PROBLEM TO WORK ON: Rewrite the part of the forum thread starting with "CEL looks interesting" and going on through "more easily interoperate.", replacing "interoperate" with "work together".

It's extra complicated under Windows because of issues escaping/wrapping quotes "" and pipes ^|.

Shameless plug, but you might like this: https://github.com/IvanIsCoding/celq

jq is the CLI I like the most, but sometimes even I struggled to understand the queries I wrote in the past. celq uses a more familiar language (CEL)


CEL looks interesting and useful, though it isn't common nor familiar imo (not for me at least). Quoting from https://github.com/google/cel-spec

    # Common Expression Language

    The Common Expression Language (CEL) implements common
    semantics for expression evaluation, enabling different
    applications to more easily interoperate.

    ## Key Applications

    - Security policy: organizations have complex infrastructure
      and need common tooling to reason about the system as a whole
    - Protocols: expressions are a useful data type and require
      interoperability across programming languages and platforms.

That’s some fair criticism, but the same page tells that the language wanted to have a similar syntax to C and JavaScript.

I think my personal preference for syntax would be Python’s. One day I want to try writing a query tool with https://github.com/pydantic/monty


Cool tool! Really appreciate the shoutout to gron in the readme, thanks! :)

I had never heard of CEL, looks useful though, thanks for posting this!

Funny that everyone is linking the tools they wrote for themselves to deal with this problem. I am no exception. I wrote one that just lets you write JavaScript. Imagine my surprise that this extremely naive implementation was faster than jq, even on large files.

    $ cat package.json | dq 'Object.keys(data).slice(0, 5)'
    [ "name", "type", "version", "scripts", "dependencies" ]
https://crespo.business/posts/dq-its-just-js/

Love it. This is so clearly the way to solve the jq writeability problem. I’m going to replace jq with this immediately.

Thanks. Can you say more about why TypeScript with Deno is your scripting language of choice?

I’ve always meant to write a post about this. Bun is pretty similar and has the `$` helper from dax built in. In the past I would have used Python for scripts that were too complicated for Bash. But the type system in Python is still not great. TypeScript’s is great: flexible, intuitive, powerful inference so you don’t have to do many annotations. And Deno with URL imports mean you can have a single-file script with external dependencies and it just works. (Python does this now too with inline dependencies and uv run.) Deno and Bun also come with decent APIs that are not quite a standard library but help a lot. Deno has a stdlib too.

INFORMATION:
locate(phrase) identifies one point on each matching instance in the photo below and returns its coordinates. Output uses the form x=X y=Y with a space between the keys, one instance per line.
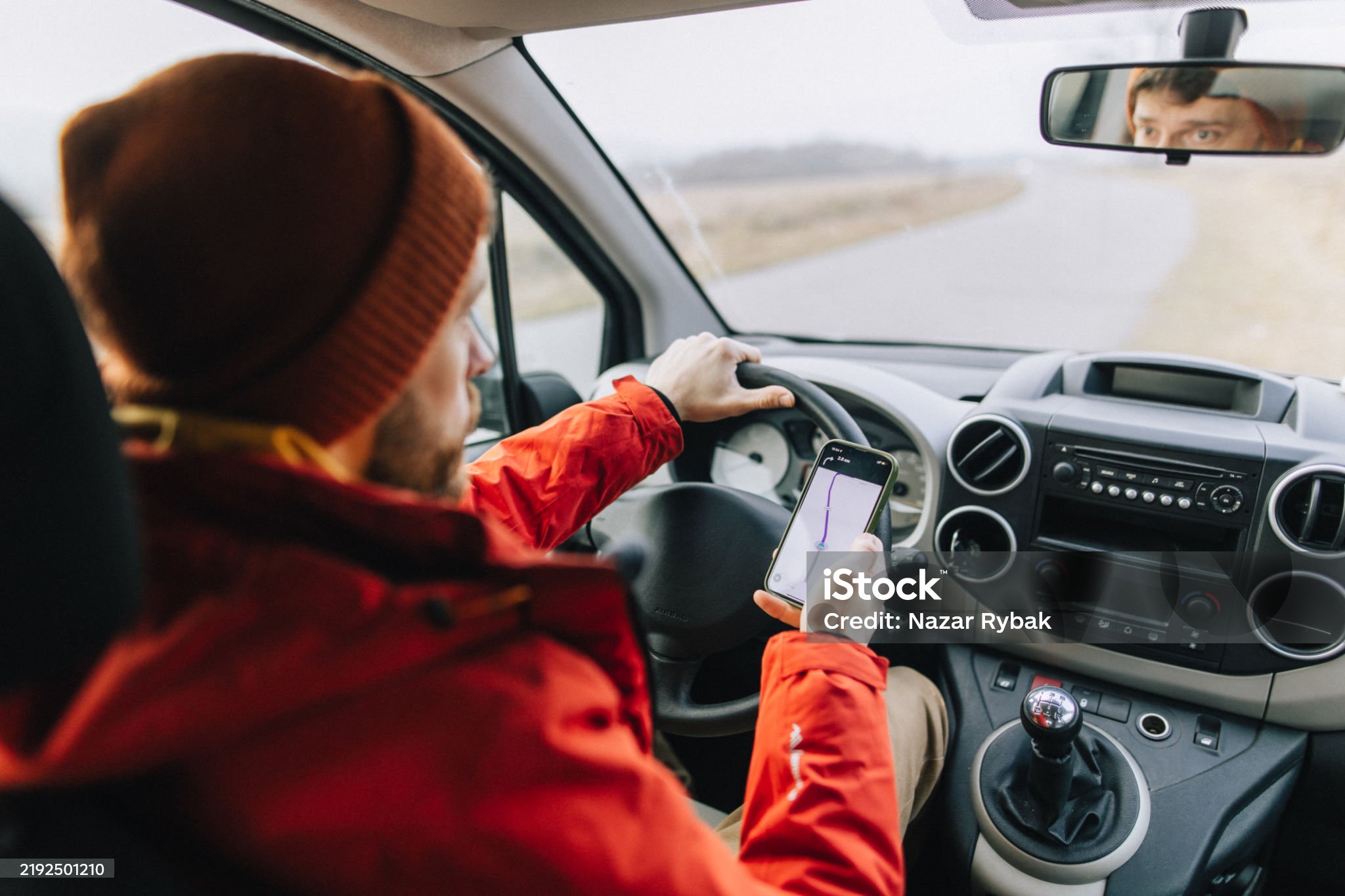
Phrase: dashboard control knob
x=1225 y=499
x=1199 y=606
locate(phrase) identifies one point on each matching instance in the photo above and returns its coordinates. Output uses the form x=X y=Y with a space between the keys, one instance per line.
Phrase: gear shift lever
x=1052 y=719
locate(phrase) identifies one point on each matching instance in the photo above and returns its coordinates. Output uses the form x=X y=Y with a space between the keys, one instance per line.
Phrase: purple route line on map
x=826 y=521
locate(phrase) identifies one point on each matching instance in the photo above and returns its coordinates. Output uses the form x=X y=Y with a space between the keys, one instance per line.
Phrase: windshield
x=845 y=169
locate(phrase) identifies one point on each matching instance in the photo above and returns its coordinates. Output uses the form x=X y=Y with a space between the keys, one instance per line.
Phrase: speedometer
x=753 y=458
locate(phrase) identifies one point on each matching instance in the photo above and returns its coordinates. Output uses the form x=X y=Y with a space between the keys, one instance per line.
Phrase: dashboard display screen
x=1174 y=387
x=838 y=501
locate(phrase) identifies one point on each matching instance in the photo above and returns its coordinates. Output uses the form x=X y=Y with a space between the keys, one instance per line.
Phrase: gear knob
x=1052 y=719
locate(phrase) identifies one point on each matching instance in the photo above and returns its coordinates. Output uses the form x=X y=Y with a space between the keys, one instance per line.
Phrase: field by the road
x=1264 y=282
x=728 y=228
x=755 y=224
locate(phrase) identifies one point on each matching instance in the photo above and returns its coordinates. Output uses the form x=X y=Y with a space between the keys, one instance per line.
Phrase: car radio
x=1152 y=482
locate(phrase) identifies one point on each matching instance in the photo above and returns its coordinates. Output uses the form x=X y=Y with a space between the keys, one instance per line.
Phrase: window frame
x=623 y=323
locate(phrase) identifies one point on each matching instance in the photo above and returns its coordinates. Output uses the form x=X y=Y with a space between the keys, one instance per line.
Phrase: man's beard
x=410 y=454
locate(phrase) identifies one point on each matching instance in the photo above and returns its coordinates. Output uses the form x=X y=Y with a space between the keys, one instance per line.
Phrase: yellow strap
x=192 y=431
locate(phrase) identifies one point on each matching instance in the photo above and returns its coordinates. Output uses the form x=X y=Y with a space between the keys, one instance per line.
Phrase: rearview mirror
x=1193 y=108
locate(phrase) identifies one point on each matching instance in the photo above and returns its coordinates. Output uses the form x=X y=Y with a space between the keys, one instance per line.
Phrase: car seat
x=69 y=581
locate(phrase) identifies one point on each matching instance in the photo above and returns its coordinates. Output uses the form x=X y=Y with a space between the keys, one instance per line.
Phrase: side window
x=556 y=320
x=557 y=313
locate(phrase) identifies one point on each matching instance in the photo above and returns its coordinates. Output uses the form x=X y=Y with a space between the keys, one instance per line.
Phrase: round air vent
x=975 y=543
x=989 y=454
x=1308 y=509
x=1300 y=616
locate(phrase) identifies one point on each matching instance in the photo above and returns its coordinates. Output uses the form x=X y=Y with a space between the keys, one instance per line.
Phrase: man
x=1200 y=109
x=351 y=688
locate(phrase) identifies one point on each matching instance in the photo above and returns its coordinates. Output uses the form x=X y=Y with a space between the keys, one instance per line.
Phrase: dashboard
x=1136 y=457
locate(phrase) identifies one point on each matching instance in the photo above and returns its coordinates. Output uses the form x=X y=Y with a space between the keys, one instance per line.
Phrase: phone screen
x=838 y=504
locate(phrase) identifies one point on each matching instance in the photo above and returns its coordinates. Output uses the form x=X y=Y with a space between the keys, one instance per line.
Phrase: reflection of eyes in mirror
x=1199 y=108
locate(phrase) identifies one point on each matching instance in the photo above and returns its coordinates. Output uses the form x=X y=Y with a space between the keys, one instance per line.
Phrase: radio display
x=1173 y=387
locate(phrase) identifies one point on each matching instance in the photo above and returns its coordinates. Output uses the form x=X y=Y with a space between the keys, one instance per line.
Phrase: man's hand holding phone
x=790 y=613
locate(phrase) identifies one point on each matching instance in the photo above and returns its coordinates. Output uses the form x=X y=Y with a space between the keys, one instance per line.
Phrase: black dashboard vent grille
x=1309 y=508
x=989 y=454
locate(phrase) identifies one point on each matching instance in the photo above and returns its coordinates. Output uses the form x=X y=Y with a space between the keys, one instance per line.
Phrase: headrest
x=69 y=566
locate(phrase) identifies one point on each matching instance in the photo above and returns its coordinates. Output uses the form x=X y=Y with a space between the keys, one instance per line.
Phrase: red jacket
x=362 y=692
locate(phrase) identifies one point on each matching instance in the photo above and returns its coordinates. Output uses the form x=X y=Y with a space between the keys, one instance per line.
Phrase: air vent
x=989 y=454
x=1298 y=614
x=1308 y=509
x=975 y=543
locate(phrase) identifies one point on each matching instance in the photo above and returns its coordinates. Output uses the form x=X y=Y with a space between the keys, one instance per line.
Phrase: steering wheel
x=707 y=550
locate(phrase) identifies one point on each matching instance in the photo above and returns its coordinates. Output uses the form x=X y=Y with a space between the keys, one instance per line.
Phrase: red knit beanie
x=260 y=238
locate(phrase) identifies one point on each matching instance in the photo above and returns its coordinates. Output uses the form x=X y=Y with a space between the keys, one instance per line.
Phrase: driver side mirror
x=1196 y=108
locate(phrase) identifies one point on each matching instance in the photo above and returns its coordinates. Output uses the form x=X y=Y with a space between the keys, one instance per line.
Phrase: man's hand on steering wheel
x=698 y=373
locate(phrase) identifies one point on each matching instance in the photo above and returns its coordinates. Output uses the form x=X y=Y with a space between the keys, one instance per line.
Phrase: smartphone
x=845 y=495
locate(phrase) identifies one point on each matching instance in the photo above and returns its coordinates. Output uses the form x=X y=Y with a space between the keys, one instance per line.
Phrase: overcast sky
x=875 y=70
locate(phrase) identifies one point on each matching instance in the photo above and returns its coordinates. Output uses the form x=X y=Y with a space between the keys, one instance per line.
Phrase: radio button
x=1225 y=499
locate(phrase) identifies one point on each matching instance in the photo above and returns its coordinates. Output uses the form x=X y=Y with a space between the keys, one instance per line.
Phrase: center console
x=1156 y=794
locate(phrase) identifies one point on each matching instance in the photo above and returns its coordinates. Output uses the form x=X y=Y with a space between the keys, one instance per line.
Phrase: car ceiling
x=486 y=19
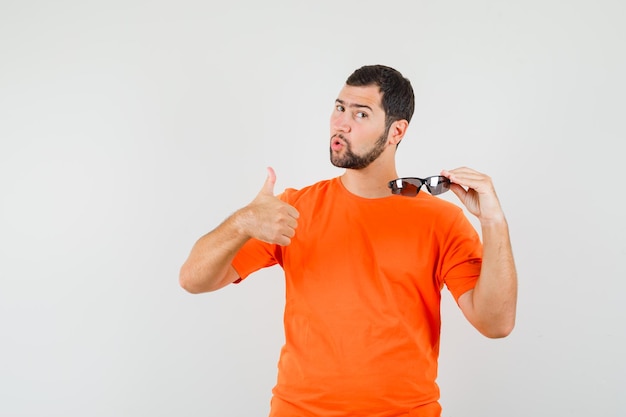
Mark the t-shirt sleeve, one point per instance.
(253, 256)
(462, 258)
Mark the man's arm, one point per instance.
(491, 306)
(267, 218)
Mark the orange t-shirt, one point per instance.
(363, 289)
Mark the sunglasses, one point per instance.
(410, 186)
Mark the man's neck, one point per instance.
(370, 182)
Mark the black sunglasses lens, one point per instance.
(437, 185)
(405, 187)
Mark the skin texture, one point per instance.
(360, 143)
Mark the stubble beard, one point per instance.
(350, 160)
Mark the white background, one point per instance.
(130, 128)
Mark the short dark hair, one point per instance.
(398, 99)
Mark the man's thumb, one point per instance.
(268, 187)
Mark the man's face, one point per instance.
(357, 127)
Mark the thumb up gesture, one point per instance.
(268, 218)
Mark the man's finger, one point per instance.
(270, 181)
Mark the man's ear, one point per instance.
(397, 131)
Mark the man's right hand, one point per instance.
(269, 219)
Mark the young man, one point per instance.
(364, 267)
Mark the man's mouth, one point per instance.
(337, 142)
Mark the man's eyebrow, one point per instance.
(359, 106)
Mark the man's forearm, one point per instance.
(493, 301)
(208, 266)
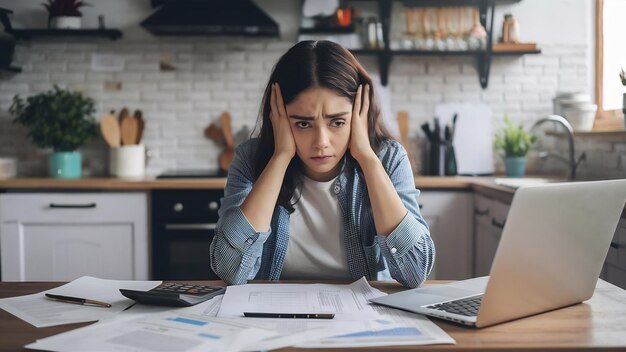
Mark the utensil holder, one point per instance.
(128, 161)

WRITTEN SOLUTION:
CEL looks interesting and useful, though it isn't common nor familiar imo (not for me at least). Quoting from https://github.com/google/cel-spec

    # Common Expression Language

    The Common Expression Language (CEL) implements common
    semantics for expression evaluation, enabling different
    applications to more easily work together.